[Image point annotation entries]

— start —

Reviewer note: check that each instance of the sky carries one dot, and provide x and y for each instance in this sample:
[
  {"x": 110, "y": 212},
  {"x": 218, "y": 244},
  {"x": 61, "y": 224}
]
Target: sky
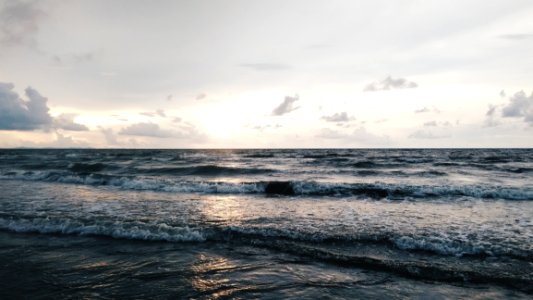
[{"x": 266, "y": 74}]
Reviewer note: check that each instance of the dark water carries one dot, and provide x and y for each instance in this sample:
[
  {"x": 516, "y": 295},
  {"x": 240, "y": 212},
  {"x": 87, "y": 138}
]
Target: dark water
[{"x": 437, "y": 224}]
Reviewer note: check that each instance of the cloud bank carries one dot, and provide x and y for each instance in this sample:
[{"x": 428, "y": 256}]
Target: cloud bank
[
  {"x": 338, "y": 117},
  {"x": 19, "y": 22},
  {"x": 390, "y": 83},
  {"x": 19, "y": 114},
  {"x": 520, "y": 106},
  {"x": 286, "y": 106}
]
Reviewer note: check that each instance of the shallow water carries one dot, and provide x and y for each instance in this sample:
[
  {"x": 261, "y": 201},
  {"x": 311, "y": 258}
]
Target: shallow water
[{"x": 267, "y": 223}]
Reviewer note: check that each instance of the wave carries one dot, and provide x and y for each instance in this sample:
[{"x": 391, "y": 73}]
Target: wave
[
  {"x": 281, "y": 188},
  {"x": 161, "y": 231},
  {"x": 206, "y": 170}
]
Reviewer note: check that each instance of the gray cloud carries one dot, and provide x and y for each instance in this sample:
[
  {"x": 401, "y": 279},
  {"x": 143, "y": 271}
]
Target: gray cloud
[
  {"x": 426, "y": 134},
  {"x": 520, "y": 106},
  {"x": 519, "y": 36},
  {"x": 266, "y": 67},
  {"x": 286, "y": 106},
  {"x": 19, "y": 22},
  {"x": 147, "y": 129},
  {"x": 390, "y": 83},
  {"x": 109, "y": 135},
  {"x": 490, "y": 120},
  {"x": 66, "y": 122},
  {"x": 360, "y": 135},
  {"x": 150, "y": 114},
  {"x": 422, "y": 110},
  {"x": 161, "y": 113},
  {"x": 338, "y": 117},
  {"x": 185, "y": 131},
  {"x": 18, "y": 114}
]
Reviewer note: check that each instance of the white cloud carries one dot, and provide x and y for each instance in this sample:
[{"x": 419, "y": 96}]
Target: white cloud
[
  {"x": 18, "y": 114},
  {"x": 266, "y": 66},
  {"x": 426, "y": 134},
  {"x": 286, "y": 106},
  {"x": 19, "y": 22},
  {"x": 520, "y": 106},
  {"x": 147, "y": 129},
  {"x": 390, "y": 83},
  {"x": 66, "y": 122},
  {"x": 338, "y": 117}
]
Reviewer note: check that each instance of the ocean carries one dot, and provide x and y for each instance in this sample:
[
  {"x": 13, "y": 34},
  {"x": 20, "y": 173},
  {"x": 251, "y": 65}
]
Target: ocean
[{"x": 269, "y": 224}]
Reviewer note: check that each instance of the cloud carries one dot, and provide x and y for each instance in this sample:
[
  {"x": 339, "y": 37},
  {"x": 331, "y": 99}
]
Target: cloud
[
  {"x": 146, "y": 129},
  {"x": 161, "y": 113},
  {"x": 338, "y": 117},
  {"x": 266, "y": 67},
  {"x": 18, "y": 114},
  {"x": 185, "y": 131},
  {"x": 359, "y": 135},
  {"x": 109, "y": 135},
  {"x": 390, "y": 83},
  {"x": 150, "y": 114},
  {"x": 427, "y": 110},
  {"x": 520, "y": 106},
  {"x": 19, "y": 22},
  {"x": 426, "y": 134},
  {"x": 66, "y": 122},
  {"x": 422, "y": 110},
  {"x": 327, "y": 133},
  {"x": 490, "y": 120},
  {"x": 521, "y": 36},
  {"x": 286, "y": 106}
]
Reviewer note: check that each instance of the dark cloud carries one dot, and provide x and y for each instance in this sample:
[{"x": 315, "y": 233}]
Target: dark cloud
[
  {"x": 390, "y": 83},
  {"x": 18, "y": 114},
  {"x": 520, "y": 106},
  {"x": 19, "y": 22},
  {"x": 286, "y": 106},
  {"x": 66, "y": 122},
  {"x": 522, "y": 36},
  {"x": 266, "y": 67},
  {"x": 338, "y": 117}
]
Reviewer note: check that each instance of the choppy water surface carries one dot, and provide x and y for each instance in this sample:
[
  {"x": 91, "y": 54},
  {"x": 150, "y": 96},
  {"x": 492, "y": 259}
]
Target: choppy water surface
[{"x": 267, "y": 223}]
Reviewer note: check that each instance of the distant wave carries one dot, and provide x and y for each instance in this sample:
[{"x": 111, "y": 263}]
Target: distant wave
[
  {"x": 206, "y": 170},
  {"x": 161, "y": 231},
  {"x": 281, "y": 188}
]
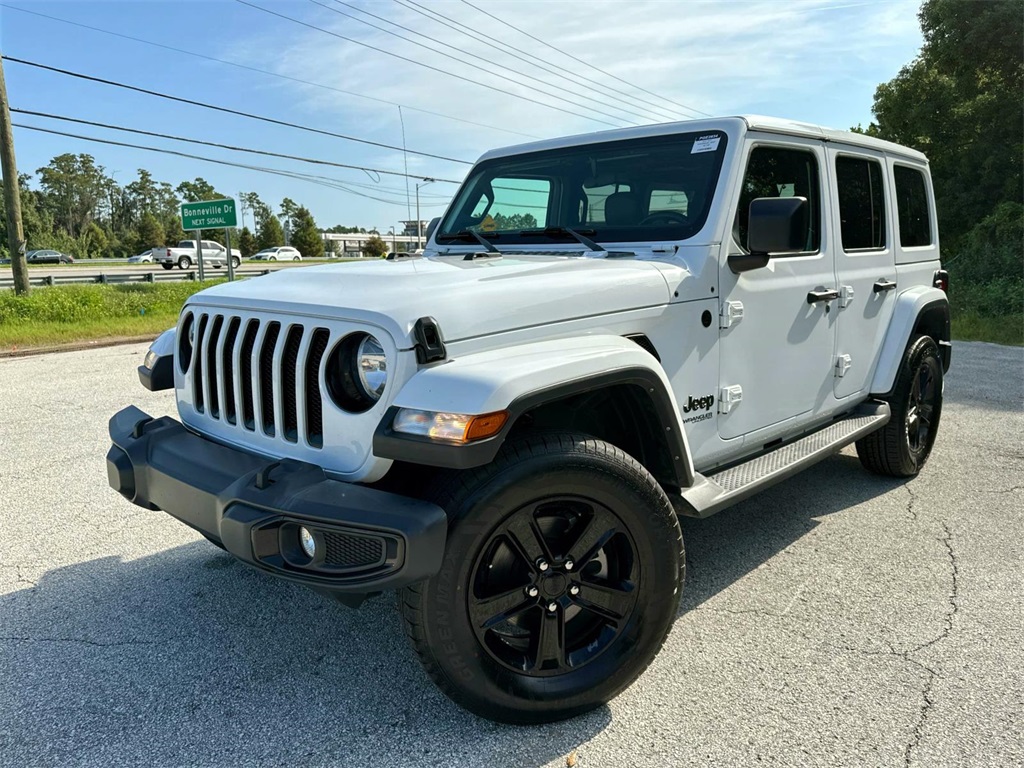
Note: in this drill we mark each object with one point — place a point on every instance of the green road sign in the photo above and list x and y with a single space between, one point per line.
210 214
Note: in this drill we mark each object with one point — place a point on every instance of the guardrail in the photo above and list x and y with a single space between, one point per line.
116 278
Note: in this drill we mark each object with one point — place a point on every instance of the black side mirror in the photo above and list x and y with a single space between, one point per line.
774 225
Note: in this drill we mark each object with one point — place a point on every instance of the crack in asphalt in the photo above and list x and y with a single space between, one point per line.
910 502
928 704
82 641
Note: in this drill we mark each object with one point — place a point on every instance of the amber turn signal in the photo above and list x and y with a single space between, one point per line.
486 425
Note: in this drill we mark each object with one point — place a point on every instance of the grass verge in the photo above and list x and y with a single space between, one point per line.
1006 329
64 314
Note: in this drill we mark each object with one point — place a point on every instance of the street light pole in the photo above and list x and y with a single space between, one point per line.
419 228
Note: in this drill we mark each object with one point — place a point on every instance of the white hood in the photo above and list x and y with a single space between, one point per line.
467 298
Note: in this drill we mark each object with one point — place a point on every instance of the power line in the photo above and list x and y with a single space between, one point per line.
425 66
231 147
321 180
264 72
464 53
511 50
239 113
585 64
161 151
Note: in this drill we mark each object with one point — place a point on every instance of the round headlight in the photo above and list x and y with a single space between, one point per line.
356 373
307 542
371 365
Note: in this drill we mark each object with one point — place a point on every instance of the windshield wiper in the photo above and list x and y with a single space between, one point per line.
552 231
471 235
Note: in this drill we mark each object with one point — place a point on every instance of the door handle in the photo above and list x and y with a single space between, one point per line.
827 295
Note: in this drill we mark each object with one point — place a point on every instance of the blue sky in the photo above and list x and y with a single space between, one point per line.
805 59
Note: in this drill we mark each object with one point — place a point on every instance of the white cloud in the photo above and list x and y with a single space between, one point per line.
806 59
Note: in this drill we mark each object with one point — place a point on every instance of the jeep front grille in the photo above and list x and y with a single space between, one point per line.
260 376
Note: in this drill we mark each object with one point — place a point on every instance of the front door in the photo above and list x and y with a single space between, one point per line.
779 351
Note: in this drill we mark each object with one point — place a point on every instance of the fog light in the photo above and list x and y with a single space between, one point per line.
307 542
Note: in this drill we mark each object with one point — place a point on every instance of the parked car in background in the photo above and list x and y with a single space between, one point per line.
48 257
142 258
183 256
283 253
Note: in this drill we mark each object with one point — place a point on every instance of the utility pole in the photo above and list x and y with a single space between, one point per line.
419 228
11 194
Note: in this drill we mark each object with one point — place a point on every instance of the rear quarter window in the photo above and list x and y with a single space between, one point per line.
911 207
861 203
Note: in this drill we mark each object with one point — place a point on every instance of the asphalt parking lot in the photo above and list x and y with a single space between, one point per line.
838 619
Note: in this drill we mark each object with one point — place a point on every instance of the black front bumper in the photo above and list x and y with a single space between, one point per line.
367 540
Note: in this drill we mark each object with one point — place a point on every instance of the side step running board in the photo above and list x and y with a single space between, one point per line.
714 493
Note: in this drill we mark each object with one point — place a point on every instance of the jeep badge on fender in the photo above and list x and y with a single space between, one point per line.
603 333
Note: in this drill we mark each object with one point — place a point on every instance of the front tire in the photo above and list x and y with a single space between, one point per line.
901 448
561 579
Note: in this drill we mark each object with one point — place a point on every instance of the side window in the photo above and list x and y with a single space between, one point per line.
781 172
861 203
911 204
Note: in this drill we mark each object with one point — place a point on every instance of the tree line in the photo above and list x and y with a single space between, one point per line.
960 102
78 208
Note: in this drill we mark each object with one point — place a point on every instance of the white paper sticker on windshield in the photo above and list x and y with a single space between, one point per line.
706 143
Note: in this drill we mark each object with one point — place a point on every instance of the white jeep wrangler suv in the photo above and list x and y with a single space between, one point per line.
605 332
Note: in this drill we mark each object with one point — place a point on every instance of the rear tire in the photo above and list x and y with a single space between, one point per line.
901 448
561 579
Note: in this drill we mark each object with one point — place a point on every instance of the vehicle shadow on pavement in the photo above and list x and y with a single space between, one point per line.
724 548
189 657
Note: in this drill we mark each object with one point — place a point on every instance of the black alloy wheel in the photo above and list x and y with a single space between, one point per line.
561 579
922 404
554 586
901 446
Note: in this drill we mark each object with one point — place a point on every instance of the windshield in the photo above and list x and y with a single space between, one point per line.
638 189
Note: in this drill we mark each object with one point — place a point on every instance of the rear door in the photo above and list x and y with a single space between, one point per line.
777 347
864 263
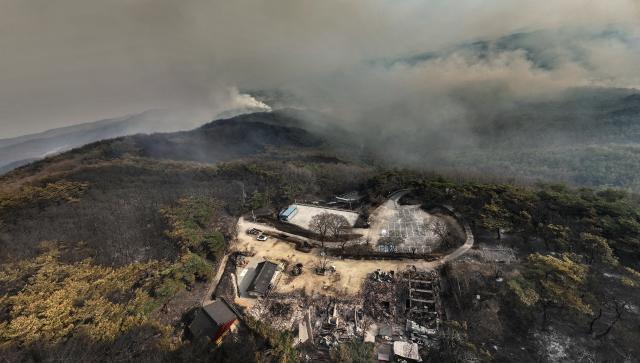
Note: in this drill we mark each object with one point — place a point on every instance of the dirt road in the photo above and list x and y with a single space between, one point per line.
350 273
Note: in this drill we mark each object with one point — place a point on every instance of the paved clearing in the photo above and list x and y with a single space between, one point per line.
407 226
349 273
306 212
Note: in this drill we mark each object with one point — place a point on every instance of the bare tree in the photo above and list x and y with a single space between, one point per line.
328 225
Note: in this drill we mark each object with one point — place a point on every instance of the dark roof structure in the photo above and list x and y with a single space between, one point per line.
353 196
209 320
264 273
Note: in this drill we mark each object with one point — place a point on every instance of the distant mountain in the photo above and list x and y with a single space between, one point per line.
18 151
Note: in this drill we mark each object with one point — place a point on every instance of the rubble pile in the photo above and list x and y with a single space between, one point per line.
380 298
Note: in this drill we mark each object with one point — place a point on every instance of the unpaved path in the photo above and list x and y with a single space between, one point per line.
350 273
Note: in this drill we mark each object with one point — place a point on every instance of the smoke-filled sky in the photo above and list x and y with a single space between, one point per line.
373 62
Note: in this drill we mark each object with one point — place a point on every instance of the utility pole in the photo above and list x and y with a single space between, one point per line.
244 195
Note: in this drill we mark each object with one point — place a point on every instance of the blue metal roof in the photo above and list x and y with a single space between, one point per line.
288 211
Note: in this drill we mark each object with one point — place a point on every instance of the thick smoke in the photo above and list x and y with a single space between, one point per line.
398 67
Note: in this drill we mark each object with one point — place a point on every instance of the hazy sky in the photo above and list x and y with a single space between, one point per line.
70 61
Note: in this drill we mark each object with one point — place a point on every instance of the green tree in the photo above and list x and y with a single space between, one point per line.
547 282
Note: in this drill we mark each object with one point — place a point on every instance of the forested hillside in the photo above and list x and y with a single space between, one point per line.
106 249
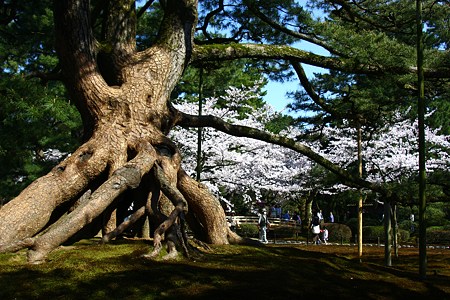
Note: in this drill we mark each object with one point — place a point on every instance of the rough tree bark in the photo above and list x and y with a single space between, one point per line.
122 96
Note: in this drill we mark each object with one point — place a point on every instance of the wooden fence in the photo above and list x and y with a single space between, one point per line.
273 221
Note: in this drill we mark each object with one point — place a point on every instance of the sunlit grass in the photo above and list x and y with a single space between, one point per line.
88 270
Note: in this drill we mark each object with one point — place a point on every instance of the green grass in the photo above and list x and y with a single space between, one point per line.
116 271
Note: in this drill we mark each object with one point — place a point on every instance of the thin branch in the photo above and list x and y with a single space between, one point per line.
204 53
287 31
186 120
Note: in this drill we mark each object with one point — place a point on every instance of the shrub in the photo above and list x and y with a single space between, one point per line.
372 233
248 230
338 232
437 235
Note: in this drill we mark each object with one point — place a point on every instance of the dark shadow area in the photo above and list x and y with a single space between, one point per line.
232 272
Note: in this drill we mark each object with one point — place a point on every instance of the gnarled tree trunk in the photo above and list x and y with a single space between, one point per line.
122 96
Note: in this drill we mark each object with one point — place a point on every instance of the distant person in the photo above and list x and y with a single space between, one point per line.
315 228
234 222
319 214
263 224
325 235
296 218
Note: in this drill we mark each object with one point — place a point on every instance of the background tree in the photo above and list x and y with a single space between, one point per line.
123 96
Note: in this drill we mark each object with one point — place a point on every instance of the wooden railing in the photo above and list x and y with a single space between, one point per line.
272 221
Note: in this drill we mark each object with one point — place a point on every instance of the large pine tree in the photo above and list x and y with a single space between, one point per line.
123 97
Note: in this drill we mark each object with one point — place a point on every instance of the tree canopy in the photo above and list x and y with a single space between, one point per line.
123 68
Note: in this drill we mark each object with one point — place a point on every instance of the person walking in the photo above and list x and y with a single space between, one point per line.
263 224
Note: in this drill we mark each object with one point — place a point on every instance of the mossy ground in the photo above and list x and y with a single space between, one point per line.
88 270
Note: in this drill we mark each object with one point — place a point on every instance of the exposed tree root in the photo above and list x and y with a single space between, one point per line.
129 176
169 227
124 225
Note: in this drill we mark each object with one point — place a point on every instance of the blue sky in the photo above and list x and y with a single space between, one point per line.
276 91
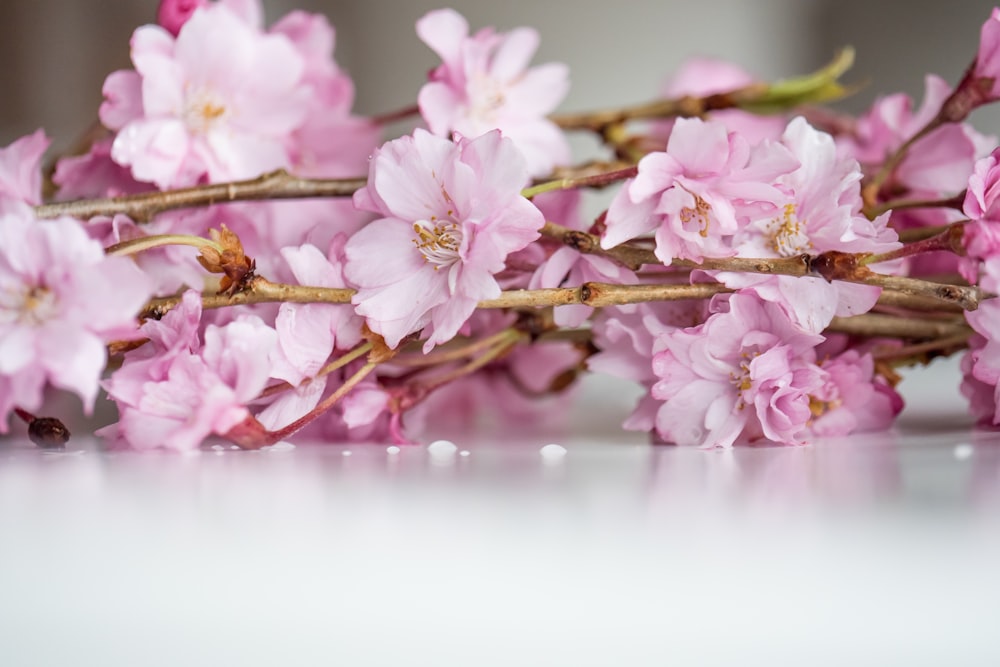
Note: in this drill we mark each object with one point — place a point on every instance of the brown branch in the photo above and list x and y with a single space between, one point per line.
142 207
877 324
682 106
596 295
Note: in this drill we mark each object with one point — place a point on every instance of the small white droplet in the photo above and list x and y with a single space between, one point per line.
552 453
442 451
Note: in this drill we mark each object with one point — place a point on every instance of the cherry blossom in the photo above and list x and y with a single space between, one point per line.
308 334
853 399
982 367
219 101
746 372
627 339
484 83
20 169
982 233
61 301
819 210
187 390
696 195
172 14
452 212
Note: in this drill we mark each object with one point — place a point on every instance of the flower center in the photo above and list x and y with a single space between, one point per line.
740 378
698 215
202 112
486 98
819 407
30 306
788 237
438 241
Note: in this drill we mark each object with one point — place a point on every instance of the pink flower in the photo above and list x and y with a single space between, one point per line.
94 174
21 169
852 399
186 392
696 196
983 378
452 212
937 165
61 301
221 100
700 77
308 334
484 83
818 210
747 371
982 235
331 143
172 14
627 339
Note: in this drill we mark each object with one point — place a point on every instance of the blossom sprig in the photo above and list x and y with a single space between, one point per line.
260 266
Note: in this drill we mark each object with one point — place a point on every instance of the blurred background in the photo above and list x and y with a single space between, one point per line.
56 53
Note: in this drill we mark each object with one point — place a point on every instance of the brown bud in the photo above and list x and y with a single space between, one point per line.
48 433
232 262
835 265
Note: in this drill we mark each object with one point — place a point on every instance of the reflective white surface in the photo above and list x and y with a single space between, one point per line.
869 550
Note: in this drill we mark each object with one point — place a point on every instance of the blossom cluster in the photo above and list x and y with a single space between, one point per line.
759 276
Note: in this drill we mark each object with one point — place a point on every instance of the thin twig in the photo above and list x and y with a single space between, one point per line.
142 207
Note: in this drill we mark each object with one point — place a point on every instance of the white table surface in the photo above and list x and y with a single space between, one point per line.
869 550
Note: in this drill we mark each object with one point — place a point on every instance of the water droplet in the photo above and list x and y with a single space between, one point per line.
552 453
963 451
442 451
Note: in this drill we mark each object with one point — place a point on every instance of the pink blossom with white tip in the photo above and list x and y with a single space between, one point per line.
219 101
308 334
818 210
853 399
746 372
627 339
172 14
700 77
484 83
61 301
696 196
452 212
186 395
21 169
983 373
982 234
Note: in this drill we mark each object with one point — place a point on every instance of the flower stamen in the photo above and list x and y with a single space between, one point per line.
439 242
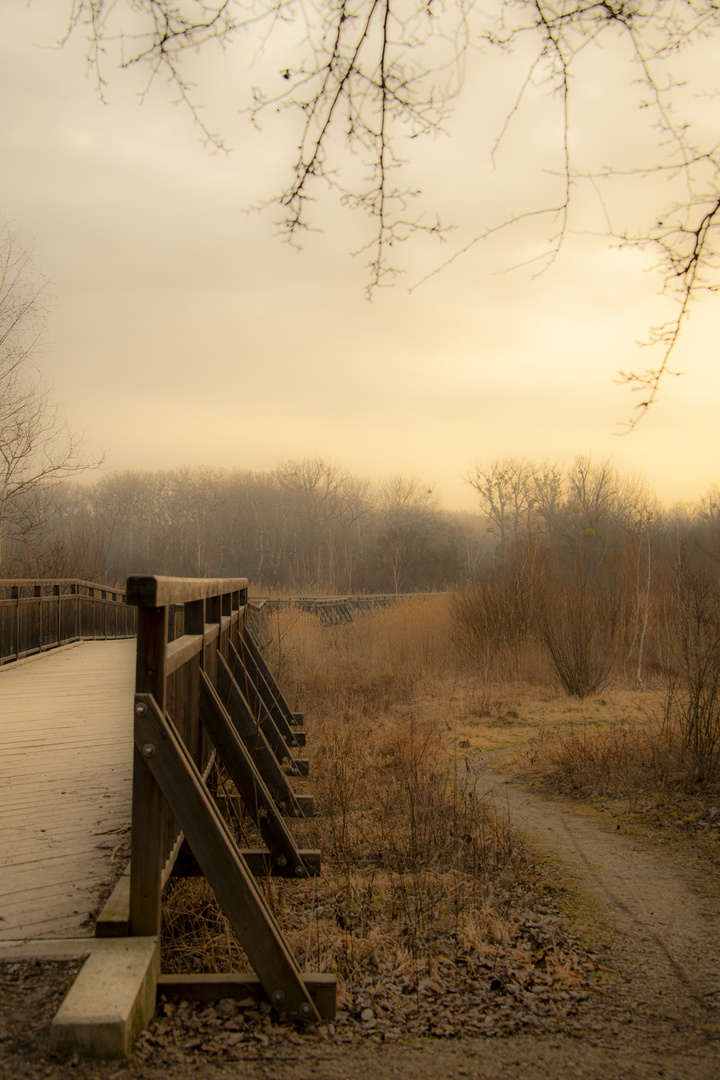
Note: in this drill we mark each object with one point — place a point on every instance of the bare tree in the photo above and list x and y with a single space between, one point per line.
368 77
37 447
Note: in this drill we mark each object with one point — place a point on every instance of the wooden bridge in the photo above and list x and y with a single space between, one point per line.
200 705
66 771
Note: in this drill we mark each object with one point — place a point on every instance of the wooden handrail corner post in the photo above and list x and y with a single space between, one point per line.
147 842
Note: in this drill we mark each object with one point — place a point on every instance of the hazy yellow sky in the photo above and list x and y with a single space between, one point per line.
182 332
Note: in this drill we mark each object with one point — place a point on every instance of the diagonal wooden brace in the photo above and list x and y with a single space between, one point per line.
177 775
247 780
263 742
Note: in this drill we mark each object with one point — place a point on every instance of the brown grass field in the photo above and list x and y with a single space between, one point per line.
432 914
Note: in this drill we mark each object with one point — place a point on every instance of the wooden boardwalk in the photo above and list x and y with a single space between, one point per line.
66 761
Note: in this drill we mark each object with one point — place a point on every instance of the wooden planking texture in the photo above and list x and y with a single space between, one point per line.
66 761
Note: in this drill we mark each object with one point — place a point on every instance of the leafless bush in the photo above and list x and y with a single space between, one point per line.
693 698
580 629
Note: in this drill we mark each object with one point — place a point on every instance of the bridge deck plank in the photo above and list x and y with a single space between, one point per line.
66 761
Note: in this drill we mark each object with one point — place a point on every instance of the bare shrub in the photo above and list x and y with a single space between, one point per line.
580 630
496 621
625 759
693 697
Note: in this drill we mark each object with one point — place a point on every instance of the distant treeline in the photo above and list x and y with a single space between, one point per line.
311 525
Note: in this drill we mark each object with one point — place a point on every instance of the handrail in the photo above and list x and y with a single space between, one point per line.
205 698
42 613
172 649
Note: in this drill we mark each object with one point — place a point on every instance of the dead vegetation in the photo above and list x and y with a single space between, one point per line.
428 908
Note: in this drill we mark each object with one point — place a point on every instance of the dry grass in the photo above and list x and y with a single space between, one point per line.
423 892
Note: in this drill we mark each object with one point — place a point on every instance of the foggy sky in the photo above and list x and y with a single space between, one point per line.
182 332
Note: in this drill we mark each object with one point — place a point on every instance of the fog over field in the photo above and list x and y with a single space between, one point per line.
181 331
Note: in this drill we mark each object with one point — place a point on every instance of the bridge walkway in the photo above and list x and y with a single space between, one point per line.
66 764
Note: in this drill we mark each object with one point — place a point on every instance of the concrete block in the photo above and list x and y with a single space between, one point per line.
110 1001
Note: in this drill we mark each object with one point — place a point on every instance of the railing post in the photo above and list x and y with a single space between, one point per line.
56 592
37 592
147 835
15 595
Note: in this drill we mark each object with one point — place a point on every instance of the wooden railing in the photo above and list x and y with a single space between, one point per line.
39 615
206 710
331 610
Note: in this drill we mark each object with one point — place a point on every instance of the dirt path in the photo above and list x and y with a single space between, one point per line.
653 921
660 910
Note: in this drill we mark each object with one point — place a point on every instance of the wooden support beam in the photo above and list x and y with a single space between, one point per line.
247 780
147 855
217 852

— end —

▸ **GIVEN TASK**: Write the lines out verbatim, from the one with "of the railing" through the last line of the entries, and stop there.

▸ **WORKED ANSWER**:
Note: in this drill we mark each object with one point — place a point on every instance of the railing post in the photo above and list x and y with a single space between, one point per line.
56 592
37 592
147 835
15 595
Note: in this drill we mark each object with one point — place a point on every instance of the wooden railing in the photo above and list x and y with a single space between, one point per line.
39 615
206 710
331 610
Note: in this drill we mark each object with one point — place a point on every instance of the dirt path in the photo above and list x and y with a single space between, one point per line.
653 921
660 910
Note: in this drill we mark each object with one point — place a point on every instance of the wooden support beam in the photo above and list x and y with a single space between, one point per line.
247 780
147 855
217 852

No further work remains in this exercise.